TASK INPUT:
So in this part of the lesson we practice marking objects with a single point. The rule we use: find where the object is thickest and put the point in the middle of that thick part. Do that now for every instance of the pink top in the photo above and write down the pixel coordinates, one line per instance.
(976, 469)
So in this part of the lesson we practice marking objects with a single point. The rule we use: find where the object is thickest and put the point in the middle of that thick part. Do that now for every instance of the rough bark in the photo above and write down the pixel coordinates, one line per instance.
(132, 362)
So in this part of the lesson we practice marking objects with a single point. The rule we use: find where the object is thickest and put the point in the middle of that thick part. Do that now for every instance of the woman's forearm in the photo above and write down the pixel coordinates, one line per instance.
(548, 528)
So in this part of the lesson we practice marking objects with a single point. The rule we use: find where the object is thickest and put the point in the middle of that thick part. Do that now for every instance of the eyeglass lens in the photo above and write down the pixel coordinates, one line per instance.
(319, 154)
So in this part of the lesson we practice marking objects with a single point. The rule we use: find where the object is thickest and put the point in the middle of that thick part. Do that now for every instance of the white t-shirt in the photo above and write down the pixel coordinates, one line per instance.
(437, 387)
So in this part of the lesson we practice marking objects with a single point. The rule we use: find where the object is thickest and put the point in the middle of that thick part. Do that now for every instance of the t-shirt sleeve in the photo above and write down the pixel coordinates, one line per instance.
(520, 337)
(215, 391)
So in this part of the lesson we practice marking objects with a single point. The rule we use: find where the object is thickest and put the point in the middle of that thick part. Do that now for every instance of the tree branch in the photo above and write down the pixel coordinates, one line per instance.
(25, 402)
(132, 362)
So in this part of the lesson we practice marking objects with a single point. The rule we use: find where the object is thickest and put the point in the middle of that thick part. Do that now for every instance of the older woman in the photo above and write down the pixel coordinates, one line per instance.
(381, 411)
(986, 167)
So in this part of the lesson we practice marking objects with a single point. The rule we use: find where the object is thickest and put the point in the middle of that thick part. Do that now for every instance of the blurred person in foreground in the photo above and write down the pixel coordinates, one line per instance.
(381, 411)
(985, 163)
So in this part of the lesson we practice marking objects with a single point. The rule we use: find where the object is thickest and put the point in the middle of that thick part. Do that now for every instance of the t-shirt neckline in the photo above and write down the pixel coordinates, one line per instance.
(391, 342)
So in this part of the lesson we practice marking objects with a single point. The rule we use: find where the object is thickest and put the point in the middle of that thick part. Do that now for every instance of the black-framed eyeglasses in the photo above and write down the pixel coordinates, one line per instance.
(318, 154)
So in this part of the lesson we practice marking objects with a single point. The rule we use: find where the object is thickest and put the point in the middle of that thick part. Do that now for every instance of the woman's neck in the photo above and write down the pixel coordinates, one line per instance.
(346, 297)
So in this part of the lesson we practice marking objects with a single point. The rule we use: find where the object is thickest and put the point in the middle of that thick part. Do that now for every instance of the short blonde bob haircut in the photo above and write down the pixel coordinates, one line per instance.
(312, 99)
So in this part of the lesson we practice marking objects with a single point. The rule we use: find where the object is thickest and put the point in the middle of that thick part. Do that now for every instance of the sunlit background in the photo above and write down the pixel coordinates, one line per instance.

TASK DESCRIPTION:
Every entry must be output again, exactly as written above.

SOLUTION TO THE EXERCISE:
So in this part of the lesson we practice marking objects with a single point. The rule we use: find where the object is thickest and put the point in the middle of that thick part. Do that now for every instance of the pink top in the photo above and write down the pixel coordinates, one line per instance.
(976, 469)
So in this part of the lesson we practice marking objects with a single point. The rule we use: find where the object is thickest and put the point in the middle of that thick part. Do that now for every instance of the rough bark in the photo above and write down the pixel coordinates, one line per instance.
(132, 362)
So in this part of the lesson we practice marking objects with a single point. The rule we use: find where the object is thickest and put the point in the middle of that thick part. Do that now for every instance of the woman's forearm in the photo above and write down the pixel coordinates, one line per instance.
(548, 528)
So in this part of the lesson we practice marking objects with a single point. The rule we use: find where the object is thickest and put the point in the middle of that thick part. Do that now for every instance of the eyeglass lens in the photo above and write down the pixel coordinates, one line per instance.
(319, 154)
So in this part of the lesson we practice marking objects with a single point. The rule we use: find where the object is thickest and put the point in the middle of that thick part. Do that now for every instance of the white t-shirt in the photo above and write down the pixel coordinates, one line per instance.
(437, 387)
So in this part of the lesson we practice marking objects with a single point. The rule we use: find where the object is thickest and put the point in the middle of that thick part. Do that now for every instance of the t-shirt sleeve in the photo above and write down the pixel coordinates, one line per instance.
(520, 337)
(215, 391)
So in this part of the lesson we practice marking objects with a single point. The rule we use: find where the object is thickest and put the point in the middle of that thick part. Do that now for every instance of the tree branch in the photo above and write down the pixel coordinates, one line per instance.
(25, 402)
(132, 362)
So in this part of the lesson we practice marking objects with a single point. The rule we use: find where the object is thickest and put the point in the middle of that thick part. Do that now for every instance of the older woman in the photo above and write down the pixel coordinates, one line per instance.
(381, 411)
(986, 167)
So in this part of the lesson we practice marking objects with a single point. The rule we use: find where the object is thickest and put the point in the middle of that thick part. Do that now for every instance of the blurred person in foreground in the photo above and write down the pixel coordinates, one line per instance.
(381, 411)
(985, 163)
So in this part of the lesson we practice marking objects with a single point. The rule we use: find where the object is thickest and put the point in the middle of that thick part. Do that now for every instance of the t-shirt neckline in the photo above and write down the pixel coordinates, one line per instance.
(391, 342)
So in this part of the lesson we practice marking objects with a single point. The rule we use: find where the object is thickest and put the point in the middle of that thick part. Do that now for every instance of the black-framed eyeglasses in the photo above and write down the pixel coordinates, one line per instance.
(318, 154)
So in this part of the lesson we practice marking objects with a single point. The rule we use: find where the object is thickest and put the point in the middle of that thick part. Do that now for every instance of the woman's neck in the photo above and write down the pixel coordinates, one line per instance.
(346, 297)
So in this part of the lesson we practice marking objects with a single point. The rule we use: find where the object is thickest and put the point in the middle of that thick part. Do that now for every instance of the short blonde bob haircut in the photo above and write down the pixel coordinates, one line per instance.
(312, 99)
So in this part of the lesson we practice marking objects with a single point. The rule we use: find where the object is thickest and put the point in the middle of that thick part. Do that now for every instance of the sunlit background in the photo above and write down the pixel coordinates, one line per instance.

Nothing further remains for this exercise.